Saved data entries
******

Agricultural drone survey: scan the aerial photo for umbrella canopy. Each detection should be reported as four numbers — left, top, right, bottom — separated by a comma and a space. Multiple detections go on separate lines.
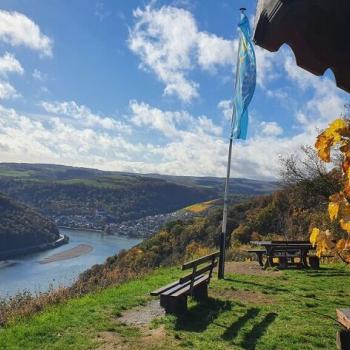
254, 0, 350, 93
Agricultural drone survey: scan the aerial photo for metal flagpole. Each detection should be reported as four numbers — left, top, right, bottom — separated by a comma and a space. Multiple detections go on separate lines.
218, 133, 233, 279
218, 7, 247, 280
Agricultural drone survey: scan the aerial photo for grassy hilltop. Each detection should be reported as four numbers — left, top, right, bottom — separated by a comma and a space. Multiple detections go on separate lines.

******

Problem description ->
Only the lines from the one containing "Agricultural drone survey: scan the aerial photo for metal" through the final line of the data belong in the answer, repeated exactly.

Exercise response ->
Agricultural drone survey: scan the aerial photo for metal flagpole. Each detection should be reported as four numbers — left, top, right, bottom — separated by a comma and a space. Multiple detections go on separate lines.
218, 133, 233, 279
218, 7, 247, 280
Agricultural drone survey: scan the aerial photo for grassy hilltop. Each detection should be reported as four numbers — left, top, right, bottom — separated by a comma and a space. Multiple detections go on separate lines.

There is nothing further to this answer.